§ EXERCISES:
[1] Name every environment that the text on feature toggles mentions when it says where a toggle is switched on or off during development.
[2] Reproduce the passage of the text on feature toggles starting with "This is all" and going on through "feature toggle framework?".

§ PASSAGE PROVIDED:
»»

You just want to get your very first version
of the product out.
So unless you have users,
it's not worth it to work with feature toggles.
And if you really build a small application
where every story adds a huge part of functionality,
I think it's also very difficult to toggle because any story will touch
a really big part of the application.
Then it's a really big task to just build in the feature toggle.
If you have a big, I don't know, legacy application that is four years old,
thousands and thousands of lines of code code and you just know your little corner where you work on and there inside this
little corner you build a small additional functionality then i think it's much easier
to toggle just in the environment where you're in if you want to to just make sure that your changes
that your change or whatever you write
is that code in production for now.
That's the idea, right?
And once you ship your feature,
so the way we do it,
or the way we always try to do it,
while you develop it,
the feature toggle is on on your local machine, obviously,
on some test environment,
and it's switched off in production
so that users don't see half-baked features where styling is missing or some elements in the front end is missing.
Anything that looks weird, we don't want to show them yet.
This is all we want to achieve here.
So as soon as we're done with a story or with a couple of stories
that are together a feature that we want to toggle on, we toggle it on,
we observe it, and the day later we should take the toggle out usually
unless there
is some reason to keep it in so this is how we try to reduce the amount of toggles the story is not
really done or the the conglomerate of stories is not really done if the feature toggle is still in
there okay and how do you so technically are you typically seeing that you write your own feature
toggle framework so do you use frameworks that you write your own feature toggle framework?
So do you use frameworks that are out there?
And what frameworks can you recommend or have you worked with?
The one we work most with is the toggles with a Z in the end, T-O-G-G-L-E-Z, a library written in Java.
We also embedded it into our Clojure application for now.
It has a really nice front end.
And there comes another beauty of feature targets.
You can go to your product owner in the end and say,
the feature is finished.
Do you want to deliver it to your users?
Do you want to hit the button that releases?

««

§ EXTRACTED DATA:
»»

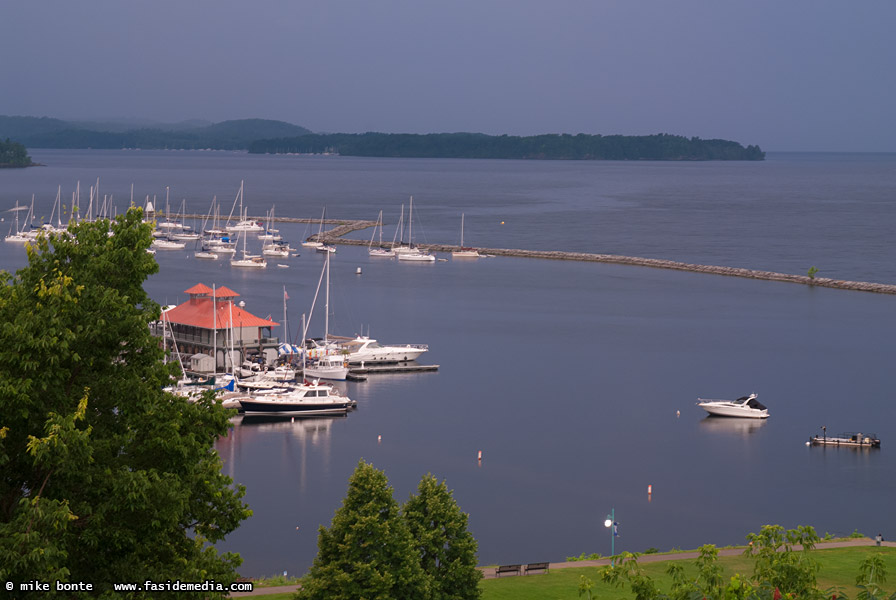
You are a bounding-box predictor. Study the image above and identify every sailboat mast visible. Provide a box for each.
[460,213,464,250]
[408,196,414,248]
[212,283,218,373]
[324,252,330,347]
[283,285,289,344]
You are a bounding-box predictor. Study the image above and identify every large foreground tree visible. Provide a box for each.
[403,474,482,600]
[0,209,250,597]
[296,460,428,600]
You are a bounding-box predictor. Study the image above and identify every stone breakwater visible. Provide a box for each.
[180,215,896,294]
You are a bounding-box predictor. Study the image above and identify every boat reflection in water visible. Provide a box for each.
[700,415,768,437]
[215,414,347,491]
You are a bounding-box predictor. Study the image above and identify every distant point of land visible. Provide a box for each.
[249,133,765,160]
[0,138,38,169]
[0,116,765,161]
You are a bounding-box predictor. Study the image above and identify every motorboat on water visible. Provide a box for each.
[304,355,348,381]
[239,381,355,417]
[697,393,768,419]
[338,335,429,365]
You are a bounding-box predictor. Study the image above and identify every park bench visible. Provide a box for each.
[495,565,522,577]
[525,563,550,575]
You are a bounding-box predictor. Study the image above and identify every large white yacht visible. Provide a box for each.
[339,336,429,365]
[697,393,768,419]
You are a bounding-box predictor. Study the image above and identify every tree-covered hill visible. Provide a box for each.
[249,133,765,160]
[0,138,34,168]
[0,116,765,160]
[0,116,311,150]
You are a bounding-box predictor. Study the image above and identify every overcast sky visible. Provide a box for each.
[0,0,896,151]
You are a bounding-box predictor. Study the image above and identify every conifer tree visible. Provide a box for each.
[296,460,428,600]
[404,474,482,600]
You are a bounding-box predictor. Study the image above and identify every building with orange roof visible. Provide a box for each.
[154,283,280,372]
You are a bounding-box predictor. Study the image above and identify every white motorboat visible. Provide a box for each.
[261,242,293,258]
[339,336,429,365]
[398,248,436,262]
[152,238,187,250]
[305,355,348,381]
[239,381,354,417]
[697,393,768,419]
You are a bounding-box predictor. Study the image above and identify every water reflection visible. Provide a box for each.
[700,415,767,437]
[216,415,346,491]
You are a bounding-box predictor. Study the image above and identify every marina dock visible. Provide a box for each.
[348,363,439,377]
[177,215,896,295]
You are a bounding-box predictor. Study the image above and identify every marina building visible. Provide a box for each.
[152,283,279,373]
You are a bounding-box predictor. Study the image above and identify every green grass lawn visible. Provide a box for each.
[481,547,896,600]
[242,546,896,600]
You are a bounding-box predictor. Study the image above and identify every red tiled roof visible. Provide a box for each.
[209,285,239,298]
[165,298,279,329]
[184,283,212,294]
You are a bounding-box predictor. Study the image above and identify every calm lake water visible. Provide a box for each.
[0,150,896,576]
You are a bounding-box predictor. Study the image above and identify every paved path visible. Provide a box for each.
[230,538,896,598]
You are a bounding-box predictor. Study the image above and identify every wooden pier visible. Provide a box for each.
[177,215,896,295]
[348,363,439,376]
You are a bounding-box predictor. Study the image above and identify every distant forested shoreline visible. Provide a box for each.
[0,138,36,169]
[249,133,765,160]
[0,115,765,161]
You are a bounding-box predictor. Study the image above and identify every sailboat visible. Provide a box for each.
[224,181,264,233]
[302,254,348,381]
[451,213,482,258]
[230,231,268,269]
[398,196,436,262]
[367,211,393,258]
[4,200,32,242]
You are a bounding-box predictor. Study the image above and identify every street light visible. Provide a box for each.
[604,508,618,566]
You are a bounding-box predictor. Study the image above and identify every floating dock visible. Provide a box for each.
[809,433,880,448]
[348,364,439,376]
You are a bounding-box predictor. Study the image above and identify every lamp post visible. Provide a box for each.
[604,508,616,566]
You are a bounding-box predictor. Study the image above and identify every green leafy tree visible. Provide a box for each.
[296,460,429,600]
[666,544,725,600]
[856,554,896,600]
[403,474,482,600]
[745,525,824,598]
[600,552,668,600]
[0,209,251,598]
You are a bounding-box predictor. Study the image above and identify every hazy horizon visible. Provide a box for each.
[0,0,896,152]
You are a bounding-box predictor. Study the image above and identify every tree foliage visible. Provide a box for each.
[296,460,428,600]
[0,209,250,597]
[600,525,856,600]
[403,474,482,600]
[296,460,482,600]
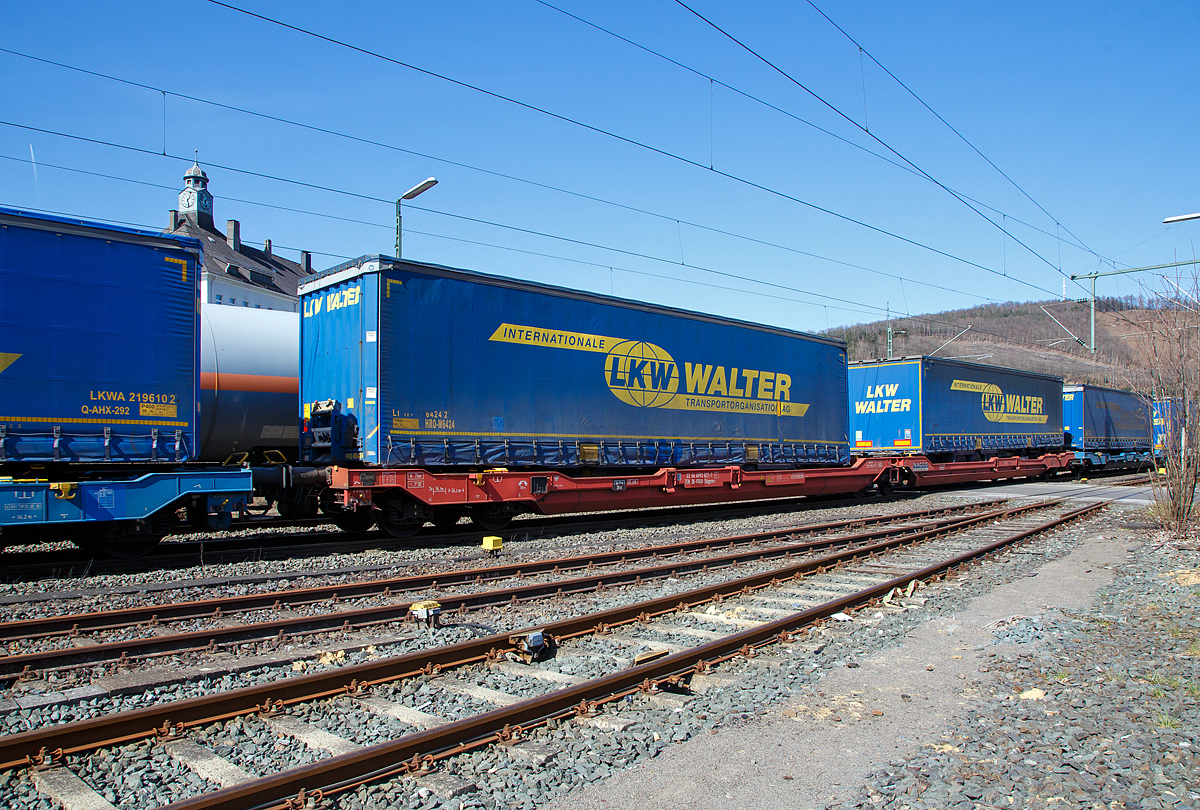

««

§ RESULTS OF THE EXERCISE:
[1]
- your local machine
- some test environment
- production

[2]
This is all we want to achieve here.
So as soon as we're done with a story or with a couple of stories
that are together a feature that we want to toggle on, we toggle it on,
we observe it, and the day later we should take the toggle out usually
unless there
is some reason to keep it in so this is how we try to reduce the amount of toggles the story is not
really done or the the conglomerate of stories is not really done if the feature toggle is still in
there okay and how do you so technically are you typically seeing that you write your own feature
toggle framework so do you use frameworks that you write your own feature toggle framework?